Stored entries:
---*---
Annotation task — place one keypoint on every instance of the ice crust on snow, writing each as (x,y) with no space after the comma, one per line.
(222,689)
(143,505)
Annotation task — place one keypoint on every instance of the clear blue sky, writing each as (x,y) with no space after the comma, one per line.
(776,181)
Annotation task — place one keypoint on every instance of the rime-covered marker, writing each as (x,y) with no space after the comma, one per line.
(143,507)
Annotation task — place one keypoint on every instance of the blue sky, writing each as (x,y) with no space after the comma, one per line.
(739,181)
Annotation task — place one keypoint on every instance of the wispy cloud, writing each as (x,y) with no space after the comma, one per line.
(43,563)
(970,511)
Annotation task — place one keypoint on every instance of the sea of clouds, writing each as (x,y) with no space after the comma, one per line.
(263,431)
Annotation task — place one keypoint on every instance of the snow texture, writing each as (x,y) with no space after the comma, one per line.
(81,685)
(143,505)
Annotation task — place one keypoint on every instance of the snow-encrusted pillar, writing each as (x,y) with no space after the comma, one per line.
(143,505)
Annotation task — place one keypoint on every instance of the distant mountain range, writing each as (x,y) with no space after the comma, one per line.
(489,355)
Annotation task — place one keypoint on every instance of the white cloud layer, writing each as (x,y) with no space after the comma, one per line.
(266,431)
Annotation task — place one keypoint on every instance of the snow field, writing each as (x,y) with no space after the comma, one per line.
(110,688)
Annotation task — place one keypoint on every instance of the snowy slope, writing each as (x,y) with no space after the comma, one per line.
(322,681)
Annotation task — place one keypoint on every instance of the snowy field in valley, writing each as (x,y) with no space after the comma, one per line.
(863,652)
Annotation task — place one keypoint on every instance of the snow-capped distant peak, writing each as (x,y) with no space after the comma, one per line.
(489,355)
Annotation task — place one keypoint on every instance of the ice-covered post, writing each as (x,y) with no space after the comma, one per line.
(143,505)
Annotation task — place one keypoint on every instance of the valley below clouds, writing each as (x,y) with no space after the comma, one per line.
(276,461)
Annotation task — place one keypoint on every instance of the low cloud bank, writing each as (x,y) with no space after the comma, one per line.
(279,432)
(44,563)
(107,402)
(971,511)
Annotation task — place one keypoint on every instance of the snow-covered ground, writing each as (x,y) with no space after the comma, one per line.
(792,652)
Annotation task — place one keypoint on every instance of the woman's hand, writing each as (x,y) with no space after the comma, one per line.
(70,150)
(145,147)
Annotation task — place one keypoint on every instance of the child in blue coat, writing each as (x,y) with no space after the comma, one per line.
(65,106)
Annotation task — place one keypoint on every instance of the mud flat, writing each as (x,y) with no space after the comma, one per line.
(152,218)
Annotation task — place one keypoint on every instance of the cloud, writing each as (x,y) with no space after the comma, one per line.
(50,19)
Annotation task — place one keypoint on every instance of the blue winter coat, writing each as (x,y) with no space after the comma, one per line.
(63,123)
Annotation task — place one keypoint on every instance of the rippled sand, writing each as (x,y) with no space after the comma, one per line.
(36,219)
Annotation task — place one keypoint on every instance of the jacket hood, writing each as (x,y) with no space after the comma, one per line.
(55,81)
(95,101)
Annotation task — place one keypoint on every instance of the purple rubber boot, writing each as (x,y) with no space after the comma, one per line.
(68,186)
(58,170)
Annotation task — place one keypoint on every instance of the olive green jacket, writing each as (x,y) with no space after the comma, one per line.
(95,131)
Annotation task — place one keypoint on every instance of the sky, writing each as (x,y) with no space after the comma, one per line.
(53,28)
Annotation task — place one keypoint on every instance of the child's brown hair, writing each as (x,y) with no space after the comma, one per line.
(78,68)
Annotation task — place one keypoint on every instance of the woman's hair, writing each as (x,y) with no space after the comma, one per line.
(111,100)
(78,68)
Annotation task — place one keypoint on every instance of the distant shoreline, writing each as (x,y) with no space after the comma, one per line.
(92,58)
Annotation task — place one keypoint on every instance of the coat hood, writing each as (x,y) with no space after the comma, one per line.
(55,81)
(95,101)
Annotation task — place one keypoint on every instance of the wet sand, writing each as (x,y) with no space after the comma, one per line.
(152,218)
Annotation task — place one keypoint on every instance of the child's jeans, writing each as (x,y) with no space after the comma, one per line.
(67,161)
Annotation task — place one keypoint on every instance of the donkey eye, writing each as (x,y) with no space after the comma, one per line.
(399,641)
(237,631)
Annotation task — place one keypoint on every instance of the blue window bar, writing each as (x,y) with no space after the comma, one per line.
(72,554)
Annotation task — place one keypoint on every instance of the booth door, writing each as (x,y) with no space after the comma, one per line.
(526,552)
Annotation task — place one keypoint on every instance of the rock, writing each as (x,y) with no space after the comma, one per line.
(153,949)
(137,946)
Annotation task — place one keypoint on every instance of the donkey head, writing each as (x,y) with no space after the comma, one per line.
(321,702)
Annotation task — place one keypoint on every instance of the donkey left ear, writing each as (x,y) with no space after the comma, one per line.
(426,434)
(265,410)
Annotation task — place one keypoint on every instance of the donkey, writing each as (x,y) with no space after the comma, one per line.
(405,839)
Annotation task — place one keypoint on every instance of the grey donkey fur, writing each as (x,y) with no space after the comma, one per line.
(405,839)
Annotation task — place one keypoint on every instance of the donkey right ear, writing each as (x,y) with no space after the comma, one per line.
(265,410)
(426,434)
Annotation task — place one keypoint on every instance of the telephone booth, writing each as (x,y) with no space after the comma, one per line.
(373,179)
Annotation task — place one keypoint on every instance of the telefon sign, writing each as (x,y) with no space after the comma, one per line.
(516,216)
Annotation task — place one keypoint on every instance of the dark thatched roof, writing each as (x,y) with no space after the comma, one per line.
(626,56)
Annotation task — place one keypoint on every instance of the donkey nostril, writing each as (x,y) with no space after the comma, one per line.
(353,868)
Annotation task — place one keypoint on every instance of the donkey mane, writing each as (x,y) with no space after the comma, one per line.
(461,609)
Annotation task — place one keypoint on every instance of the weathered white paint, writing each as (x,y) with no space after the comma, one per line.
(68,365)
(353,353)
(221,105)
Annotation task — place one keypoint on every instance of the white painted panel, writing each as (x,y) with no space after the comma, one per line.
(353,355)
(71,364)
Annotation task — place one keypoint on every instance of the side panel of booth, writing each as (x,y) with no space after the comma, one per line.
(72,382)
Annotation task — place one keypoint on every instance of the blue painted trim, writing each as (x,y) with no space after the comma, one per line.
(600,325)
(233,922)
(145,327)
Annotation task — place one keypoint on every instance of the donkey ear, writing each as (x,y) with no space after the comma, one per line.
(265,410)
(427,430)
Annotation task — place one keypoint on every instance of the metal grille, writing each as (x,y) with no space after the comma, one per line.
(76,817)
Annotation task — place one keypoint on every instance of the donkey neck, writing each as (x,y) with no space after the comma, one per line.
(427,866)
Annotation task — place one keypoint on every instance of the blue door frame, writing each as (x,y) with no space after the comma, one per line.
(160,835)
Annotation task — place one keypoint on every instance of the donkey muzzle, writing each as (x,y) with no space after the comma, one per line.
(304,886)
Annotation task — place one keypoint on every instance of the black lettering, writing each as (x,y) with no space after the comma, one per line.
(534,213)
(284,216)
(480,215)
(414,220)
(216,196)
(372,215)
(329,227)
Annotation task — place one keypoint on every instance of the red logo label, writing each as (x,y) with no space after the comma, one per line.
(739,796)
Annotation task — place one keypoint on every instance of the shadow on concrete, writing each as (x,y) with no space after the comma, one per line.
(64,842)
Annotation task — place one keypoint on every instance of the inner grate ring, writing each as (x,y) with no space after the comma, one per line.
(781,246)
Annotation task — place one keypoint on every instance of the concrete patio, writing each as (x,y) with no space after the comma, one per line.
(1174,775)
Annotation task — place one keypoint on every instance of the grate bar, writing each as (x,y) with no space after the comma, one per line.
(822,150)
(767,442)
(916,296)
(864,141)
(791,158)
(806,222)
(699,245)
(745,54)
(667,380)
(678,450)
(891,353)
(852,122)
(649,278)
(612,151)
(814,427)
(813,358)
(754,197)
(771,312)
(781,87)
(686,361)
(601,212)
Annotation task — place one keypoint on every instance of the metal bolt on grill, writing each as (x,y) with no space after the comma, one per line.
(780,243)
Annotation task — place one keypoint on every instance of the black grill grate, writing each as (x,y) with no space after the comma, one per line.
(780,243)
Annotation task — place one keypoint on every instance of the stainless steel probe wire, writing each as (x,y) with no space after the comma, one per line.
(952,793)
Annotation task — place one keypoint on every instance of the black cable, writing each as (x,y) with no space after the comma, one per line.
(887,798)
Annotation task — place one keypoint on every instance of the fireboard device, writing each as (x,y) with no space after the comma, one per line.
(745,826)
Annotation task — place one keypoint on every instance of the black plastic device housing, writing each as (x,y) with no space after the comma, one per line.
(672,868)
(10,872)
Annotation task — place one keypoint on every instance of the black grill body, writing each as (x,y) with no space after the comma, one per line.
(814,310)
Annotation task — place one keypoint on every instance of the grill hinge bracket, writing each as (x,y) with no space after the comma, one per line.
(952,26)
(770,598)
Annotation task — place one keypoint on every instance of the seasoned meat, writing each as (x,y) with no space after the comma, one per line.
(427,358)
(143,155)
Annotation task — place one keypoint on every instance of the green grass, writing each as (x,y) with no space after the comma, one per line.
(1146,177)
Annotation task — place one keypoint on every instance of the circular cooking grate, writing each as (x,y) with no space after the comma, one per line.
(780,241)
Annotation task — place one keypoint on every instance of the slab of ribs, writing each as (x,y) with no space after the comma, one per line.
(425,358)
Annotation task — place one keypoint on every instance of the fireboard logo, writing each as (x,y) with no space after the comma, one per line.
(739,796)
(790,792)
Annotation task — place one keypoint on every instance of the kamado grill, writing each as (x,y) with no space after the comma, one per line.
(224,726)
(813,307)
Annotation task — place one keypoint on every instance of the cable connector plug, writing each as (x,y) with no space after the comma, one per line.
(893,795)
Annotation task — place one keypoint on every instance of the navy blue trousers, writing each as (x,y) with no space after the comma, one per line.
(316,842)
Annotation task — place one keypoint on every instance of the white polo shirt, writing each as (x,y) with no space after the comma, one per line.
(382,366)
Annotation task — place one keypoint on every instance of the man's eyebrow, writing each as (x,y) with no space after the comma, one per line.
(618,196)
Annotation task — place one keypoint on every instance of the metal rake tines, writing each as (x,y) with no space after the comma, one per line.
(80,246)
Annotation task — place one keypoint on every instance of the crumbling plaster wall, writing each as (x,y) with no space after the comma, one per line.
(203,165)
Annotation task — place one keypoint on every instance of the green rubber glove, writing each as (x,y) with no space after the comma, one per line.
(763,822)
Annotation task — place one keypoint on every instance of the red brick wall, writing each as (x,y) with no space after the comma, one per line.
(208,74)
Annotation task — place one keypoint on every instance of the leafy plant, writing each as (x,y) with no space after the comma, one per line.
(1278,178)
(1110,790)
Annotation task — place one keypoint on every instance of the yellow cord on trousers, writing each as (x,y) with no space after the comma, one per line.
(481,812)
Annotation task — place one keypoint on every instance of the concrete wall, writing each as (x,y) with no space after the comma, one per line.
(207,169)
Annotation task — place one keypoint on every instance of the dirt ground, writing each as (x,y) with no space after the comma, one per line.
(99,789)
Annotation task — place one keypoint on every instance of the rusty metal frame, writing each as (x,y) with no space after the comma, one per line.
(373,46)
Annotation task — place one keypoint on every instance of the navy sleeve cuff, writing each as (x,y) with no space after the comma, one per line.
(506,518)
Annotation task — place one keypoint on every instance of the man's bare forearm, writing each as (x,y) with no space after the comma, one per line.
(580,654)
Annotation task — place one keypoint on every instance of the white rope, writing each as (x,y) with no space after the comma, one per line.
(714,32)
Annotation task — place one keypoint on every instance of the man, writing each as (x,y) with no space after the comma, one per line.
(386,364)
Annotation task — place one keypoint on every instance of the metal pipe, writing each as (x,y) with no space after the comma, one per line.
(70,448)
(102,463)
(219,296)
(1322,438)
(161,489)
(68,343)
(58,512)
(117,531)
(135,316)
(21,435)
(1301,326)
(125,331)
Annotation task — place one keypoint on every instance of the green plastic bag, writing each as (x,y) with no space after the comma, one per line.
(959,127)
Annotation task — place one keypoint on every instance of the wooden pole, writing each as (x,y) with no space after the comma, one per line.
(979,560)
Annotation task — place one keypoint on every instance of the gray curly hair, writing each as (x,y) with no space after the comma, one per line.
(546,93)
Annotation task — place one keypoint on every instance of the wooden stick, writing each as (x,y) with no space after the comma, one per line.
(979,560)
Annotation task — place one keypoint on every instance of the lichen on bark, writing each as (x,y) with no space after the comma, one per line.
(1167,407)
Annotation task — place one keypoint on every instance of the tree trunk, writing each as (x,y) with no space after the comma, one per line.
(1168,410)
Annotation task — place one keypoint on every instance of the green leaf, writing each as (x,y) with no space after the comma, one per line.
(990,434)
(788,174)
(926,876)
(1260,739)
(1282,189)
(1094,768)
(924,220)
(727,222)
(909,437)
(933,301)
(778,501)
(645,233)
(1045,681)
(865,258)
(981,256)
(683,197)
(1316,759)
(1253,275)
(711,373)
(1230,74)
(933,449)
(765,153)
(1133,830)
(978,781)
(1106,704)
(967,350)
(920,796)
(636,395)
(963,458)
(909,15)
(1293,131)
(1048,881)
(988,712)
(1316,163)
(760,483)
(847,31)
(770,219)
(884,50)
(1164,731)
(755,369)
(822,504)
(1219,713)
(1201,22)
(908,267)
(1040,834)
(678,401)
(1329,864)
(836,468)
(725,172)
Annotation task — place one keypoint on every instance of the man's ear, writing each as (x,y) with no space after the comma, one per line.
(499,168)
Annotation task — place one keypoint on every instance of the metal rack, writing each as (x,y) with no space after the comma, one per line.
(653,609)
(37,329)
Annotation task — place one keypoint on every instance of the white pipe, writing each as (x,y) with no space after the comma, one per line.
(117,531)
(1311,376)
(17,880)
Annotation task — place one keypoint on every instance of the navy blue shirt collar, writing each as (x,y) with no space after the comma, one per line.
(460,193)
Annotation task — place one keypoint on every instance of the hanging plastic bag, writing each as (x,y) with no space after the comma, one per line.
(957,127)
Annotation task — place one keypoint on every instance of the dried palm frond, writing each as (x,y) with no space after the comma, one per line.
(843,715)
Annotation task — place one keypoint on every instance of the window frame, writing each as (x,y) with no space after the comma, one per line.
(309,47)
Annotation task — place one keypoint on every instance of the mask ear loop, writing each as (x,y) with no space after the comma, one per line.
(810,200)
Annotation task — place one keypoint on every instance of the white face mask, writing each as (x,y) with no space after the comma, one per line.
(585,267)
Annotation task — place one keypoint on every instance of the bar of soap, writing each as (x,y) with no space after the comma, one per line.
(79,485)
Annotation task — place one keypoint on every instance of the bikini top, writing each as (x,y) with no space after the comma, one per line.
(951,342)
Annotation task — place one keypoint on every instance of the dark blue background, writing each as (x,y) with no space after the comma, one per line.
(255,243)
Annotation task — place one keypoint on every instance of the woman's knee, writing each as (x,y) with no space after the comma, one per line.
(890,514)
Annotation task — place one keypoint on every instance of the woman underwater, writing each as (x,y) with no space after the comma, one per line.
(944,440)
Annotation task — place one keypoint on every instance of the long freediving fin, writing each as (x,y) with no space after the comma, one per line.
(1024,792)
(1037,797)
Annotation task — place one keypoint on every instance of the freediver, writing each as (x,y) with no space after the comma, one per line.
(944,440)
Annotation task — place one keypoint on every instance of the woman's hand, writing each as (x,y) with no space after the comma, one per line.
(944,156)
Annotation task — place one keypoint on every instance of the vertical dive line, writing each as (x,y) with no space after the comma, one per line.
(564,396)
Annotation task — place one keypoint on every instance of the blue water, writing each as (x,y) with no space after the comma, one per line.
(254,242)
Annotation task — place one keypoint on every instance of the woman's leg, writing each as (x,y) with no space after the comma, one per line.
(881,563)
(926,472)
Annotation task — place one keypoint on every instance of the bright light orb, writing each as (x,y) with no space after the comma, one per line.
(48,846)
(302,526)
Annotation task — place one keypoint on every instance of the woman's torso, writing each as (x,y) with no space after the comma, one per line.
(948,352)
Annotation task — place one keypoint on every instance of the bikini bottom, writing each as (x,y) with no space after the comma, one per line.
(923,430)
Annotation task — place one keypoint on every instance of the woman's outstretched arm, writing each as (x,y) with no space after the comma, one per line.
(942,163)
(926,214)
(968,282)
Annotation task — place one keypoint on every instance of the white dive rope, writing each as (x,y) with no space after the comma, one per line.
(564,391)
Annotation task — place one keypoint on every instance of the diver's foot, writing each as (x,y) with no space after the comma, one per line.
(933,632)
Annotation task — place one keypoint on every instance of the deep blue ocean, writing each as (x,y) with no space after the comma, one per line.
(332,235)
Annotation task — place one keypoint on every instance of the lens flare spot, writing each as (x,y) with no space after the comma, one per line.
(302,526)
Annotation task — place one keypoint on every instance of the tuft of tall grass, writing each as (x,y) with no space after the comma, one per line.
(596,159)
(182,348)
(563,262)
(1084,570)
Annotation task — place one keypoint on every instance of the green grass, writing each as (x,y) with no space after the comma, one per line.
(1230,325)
---*---
Exercise:
Copy from the line with "of the lens" to the final line of the records, inclusive, and add nothing else.

Reply:
Annotation task — place one keypoint on every instance of the lens flare spot, writing each as (x,y) with no space after the comma, one per line.
(302,526)
Annotation task — place one keypoint on every instance of the tuft of tall grass, writing each as (x,y) with no space after the comma, one per line.
(596,159)
(182,348)
(563,262)
(1084,570)
Annotation task — place one keypoint on every instance of the green grass, writing each as (x,y) with no space after the comma, one per line.
(1230,325)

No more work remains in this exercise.